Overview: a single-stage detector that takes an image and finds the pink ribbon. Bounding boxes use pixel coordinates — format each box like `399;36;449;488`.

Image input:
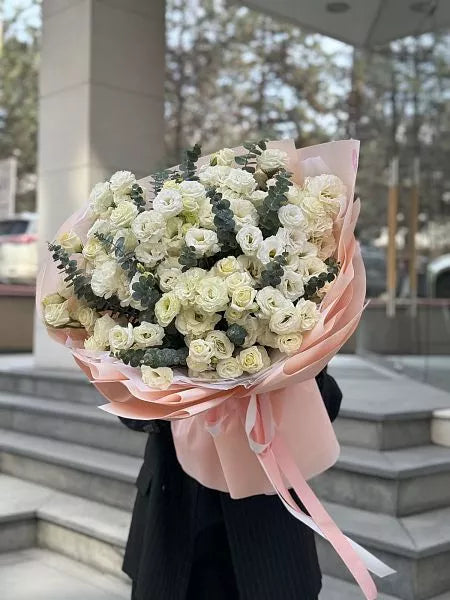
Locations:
205;391;395;600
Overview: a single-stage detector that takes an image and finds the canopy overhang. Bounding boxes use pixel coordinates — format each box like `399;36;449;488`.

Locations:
234;0;450;48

### DIRECTIVE
Arrange the lines above as a Markdown table with the columns Row and Line, numbering each line and omitting blank ones. Leave the pictures out.

### RESPONSE
| Row | Line |
|---|---|
| 1 | Overview: a single-stage detector that takes an image and finds the pink ribbon. Bounding boxes use pixel coordinates — format each box like `399;36;449;488`. |
| 2 | Image input: |
| 3 | Locations: |
| 4 | 205;391;395;600 |
| 5 | Overview: a single-stage detector that takes an image and finds the canopy overhang. Bounding boxes use pixel coordinates — format each box like `399;36;449;488`. |
| 6 | Locations: |
| 7 | 234;0;450;48 |